SOAL LATIHAN 1 >> Tuliskan ulang hanya baris-baris dalam daftar di bawah, mulai dari baris yang memuat "Could any jagged" dan terus sampai baris yang memuat "[0,273,600,400]" (kedua baris itu ikut disertakan), termasuk permintaannya. Tambahkan 4 pada setiap angka koordinat kotak di jawabannya.

TEKS PILIHAN >>
********
Kausar* dan Komar Zaman**
Abstract Smallholder farmers in swadaya scheme continuously depend on wholesalers as the farmers need the wholesalers to market their oil palm Fresh Fruit Bunches (FFB) to the oil palm factory. Relationship among wholesalers (toke) and smallholder farmers is referred to as the patron-client relationship. In such a relationship, the wholesalers are called patron, while smallholders are called clients. The research objective was to determine the marketing channels of oil palm fresh fruit bunches (FFB) of swadayascheme farmers and to analyze the factors which lead to patron-client relationship. The research was conducted in Mahato and North Tambusai Village, North Tambusai SubDistrict, Rokan Hulu District. This research used survey method. Sampling for oil palm farmers was conducted by multistage random sampling. There are three marketing channels of FFB identified. Marketing Channel 1 starts from farmers to wholesalers (non SPB) to wholesalers (SPB), where the non-SPB wholesalers only use the SPB of the SPB wholesalers to sell to oil palm factory. Marketing channel 2 starts from farmers to wholesalers (non SPB), to wholesalers (SPB) and then to the factory. Marketing Channel 3 starts from farmers to wholesalers (SPB) and to the factory. Factors influencing the formation of patron-client relationship among wholesalers (toke) and smallholders are: (1) FFB marketing of farmers highly depends on the wholesalers, (2) high farming costs, and (3) farmers are tied with a lot of debt to wholesalers for everyday needs, children's education and health cost.
Keywords: patron-client, toke (wholesalers), marketing channels, oil palm
_____________________ * Kausar adalah Staf Pengajar pada Jurusan Agribisnis Faperta Universitas Riau, Pekanbaru. ** Komar Zaman adalah Alumni Magister Manajemen Agribisnis Faperta Universitas Islam Riau, Pekanbaru.
********
DATA TERCATAT >>
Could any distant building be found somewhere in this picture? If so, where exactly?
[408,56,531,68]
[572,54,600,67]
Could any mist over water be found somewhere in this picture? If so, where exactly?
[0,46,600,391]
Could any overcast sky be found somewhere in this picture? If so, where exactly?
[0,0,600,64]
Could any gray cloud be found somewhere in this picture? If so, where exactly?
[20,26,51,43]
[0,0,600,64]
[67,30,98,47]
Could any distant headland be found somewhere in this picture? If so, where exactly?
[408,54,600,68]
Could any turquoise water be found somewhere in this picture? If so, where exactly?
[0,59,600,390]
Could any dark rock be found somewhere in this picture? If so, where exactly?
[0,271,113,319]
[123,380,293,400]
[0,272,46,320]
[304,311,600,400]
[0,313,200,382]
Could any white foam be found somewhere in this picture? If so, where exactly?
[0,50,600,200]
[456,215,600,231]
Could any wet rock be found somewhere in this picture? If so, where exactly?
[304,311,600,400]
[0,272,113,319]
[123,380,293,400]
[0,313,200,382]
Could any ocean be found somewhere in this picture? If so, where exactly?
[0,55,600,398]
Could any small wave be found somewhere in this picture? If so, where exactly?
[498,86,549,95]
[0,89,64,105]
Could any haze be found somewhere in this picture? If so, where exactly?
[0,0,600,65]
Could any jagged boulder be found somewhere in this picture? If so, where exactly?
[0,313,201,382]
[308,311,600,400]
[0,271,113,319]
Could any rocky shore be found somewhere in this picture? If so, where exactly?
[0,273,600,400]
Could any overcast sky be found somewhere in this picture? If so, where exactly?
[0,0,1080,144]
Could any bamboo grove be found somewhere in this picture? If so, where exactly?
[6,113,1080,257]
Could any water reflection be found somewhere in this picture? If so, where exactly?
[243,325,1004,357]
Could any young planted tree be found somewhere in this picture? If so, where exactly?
********
SOAL LATIHAN 2 >>
Jawablah pertanyaan berikut berdasarkan abstrak tentang pemasaran tandan buah segar kelapa sawit di atas.
(a) Di desa mana penelitian itu dilakukan?
(b) Dengan cara apa sampel petani kelapa sawit diambil?
(c) Kausar adalah staf pengajar pada jurusan apa?

JAWABAN BENAR 1 >>
Could any jagged boulder be found somewhere in this picture? If so, where exactly?
[4,317,205,386]
[312,315,604,404]
[4,275,117,323]
Could any rocky shore be found somewhere in this picture? If so, where exactly?
[4,277,604,404]

JAWABAN BENAR 2 >>
(a) Di Desa Mahato dan Desa Tambusai Utara, Kecamatan Tambusai Utara, Kabupaten Rokan Hulu.
(b) Dengan multistage random sampling.
(c) Jurusan Agribisnis Faperta Universitas Riau, Pekanbaru.